TEXTE FOURNI -
********************

Un journaliste peut facilement se munir d’un exemplaire du rapport Goldstone sur Google.  Il suffit de taper  http://www.goldstonereport.org.  Pour le non-averti survolant rapidement l’écran, le site peut faire l’illusion.  La page d’accueil précise que le site a été mandaté par le Conseil des Droits de l’homme de l’ONU auquel il a été présenté et dont il a reçu l’aval.  Les éléments visuels associés à l’ONU y sont présents.  C’est en ouvrant le lien Qui sommes-nous ? qu’apparaît la première indication qu’il ne s’agit pas d’un site officiel de l’ONU.  Il y est dit :
Ce site a été mis en place par un groupe de blogueurs qui suivent l’actualité et les rapports des ONG sur l’opération israélienne Plomb durci, ainsi que l’historique de la Commission Goldstone.  Nous avons joint nos efforts pour proposer une analyse probante, empirique et approfondie de la Commission Goldstone.18
Si Goldstonereport.org peut être un point de départ utile pour les journalistes à la recherche de sources, ce n’est pas le site du rapport Goldstone.  Et la confusion est facile.
Les journalistes et les médiateurs de presse d’aujourd’hui doivent être dotés, en plus des techniques de recherche habituelles, de compétences spécifiques à la lecture des contenus internet.  Par ailleurs, les médiateurs de presse auraient intérêt à partager les renseignements qu’ils ont cumulés dans le cadre de leurs activités sur les sites potentiellement problématiques.  Une simple liste sur une page internet où figureraient toutes les imitations crédibles suffirait.
Autre problème, bien plus ancré encore dans les organismes d’informations, celui des pigistes aux intentions moins qu’impartiales.  Ces journalistes engagés sont décrits ainsi dans Wikipedia :
… une forme de journalisme qui adopte, de façon intentionnelle et transparente, un point de vue qui n’est pas objectif, généralement à des fins sociales ou politiques. Parce qu’il cherche à se baser sur des faits, il est à distinguer de la propagande.

********************

SECTION DE DONNÉES -
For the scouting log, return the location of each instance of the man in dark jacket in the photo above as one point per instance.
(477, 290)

********************

ÉNONCÉ A -
Répondez aux questions suivantes à partir du texte sur le rapport Goldstone.
(i) Quel lien faut-il ouvrir sur le site pour voir apparaître la première indication qu'il ne s'agit pas d'un site officiel de l'ONU ?
(ii) Par qui le site Goldstonereport.org a-t-il été mis en place ?
(iii) Selon le texte, quel dispositif suffirait pour que les médiateurs de presse partagent leurs renseignements sur les sites potentiellement problématiques ?
ÉNONCÉ B -
Poursuivez le texte sur le rapport Goldstone à partir de sa dernière phrase.

RÉPONSE RÉDIGÉE A -
(i) Le lien « Qui sommes-nous ? ».
(ii) Par un groupe de blogueurs qui suivent l'actualité et les rapports des ONG sur l'opération israélienne Plomb durci, ainsi que l'historique de la Commission Goldstone.
(iii) Une simple liste sur une page internet où figureraient toutes les imitations crédibles.

RÉPONSE RÉDIGÉE B -
Il se distingue également des cas de parti pris et de manque d’objectivité des médias qui se veulent être – ou se targuent d’être – objectifs ou neutres.19
Je saisis mal la différence entre un journaliste engagé et un journaliste habile s’occupant de relations publiques pour le compte de l’industrie du charbon, du pétrole ou du tabac.  Le journalisme engagé est une version « politiquement correcte »  des relations publiques.  Les Journalistes de Paix, par exemples, se décrivent comme utilisant :

…l’analyse et la transformation des conflits pour repenser les concepts d’impartialité, de bonne foi et d’exactitude dans le traitement de l’actualité.  L’approche du journalisme de paix propose une feuille de route nouvelle qui suit les liens entre les journalistes, leurs sources, les évènements qu’ils relatent et les conséquences de leur reportage – l’éthique du journalisme d’intervention.20
Il y a une différence entre compte rendu des faits et intervention, comme il y a une différence entre reportage impartial et reportage partisan, même quand le parti pris est avoué.  Il n’appartient pas au journalisme professionnel de décider qui sont les bons et qui sont les méchants, et de prendre fait et cause pour ceux que l’on préfère.
Un principe fondamental
Un traitement professionnel de l’actualité n’omet de mentionner les points de vue qui dérangent.  Il propose un éventail de perspectives à partir desquels le public peut se faire sa propre opinion.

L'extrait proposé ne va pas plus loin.